• Given exercise: Without the images, write out all of the following entries exactly.

>> start Dataset content

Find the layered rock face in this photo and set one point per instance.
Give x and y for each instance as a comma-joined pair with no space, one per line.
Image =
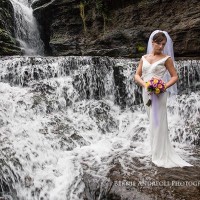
116,27
8,44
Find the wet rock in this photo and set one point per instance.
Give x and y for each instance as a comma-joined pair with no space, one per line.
117,28
8,43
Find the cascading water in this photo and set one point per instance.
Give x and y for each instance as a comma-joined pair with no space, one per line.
26,29
66,121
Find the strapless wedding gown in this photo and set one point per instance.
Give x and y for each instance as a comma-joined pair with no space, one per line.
163,154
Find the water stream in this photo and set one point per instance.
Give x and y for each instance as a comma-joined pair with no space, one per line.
26,29
65,122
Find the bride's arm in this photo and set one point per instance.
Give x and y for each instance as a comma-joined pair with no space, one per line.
138,75
172,71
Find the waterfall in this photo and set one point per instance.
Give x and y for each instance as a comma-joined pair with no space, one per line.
66,121
26,29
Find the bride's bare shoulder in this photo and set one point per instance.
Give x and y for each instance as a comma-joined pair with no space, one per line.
146,55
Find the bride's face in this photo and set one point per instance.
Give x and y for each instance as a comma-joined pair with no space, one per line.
159,46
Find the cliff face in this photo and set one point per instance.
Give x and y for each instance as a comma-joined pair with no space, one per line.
116,27
8,44
107,27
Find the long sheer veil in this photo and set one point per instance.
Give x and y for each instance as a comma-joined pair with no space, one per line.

>> end Dataset content

• Written solution:
Find the layered rock face in this photo and set one point per instance.
Give x and y for each instance as a comma-joined pair with no space, one per line.
Image =
116,27
8,44
Find the wet rock in this photo and set one point per instance.
Give x and y for each instance as a comma-joined pair with no space, one per line.
117,28
8,43
Find the cascading water in this photo and set one point per instance.
Give x and y for each instance as a comma-joined pair with no space, one per line.
26,29
66,121
Find the strapless wedding gown in this photo and set one point per instance.
Give x and y for each instance as a comma-joined pair with no space, one per line.
163,154
Find the water stream in this photo and set one point per instance.
Give x and y for each instance as a comma-joined pair with no space, one per line.
26,29
65,122
Find the bride's arm in this photo and set one point per instance.
Give x and y for each instance as a comma-joined pair with no space, one per line.
138,75
172,71
Find the waterfall in this photo and set one point per instance.
Give x and y for each instance as a comma-joined pair with no space, one per line.
66,121
26,29
Find the bride's bare shoulder in this photo and set one point per instance.
Give x and y for each instance as a comma-joined pair with no space, one per line.
146,55
Find the bride's face in this photo and set one point per instance.
Give x and y for each instance as a comma-joined pair with no space, one per line.
159,46
Find the cliff face in this photo and set one point per instance.
Give x and y for each instance as a comma-joined pair with no space, one per line.
116,27
8,44
107,27
Find the long sheer veil in this photo and set one point per instance.
Give x and y for each instance as a comma-joined pair with no space, one per line.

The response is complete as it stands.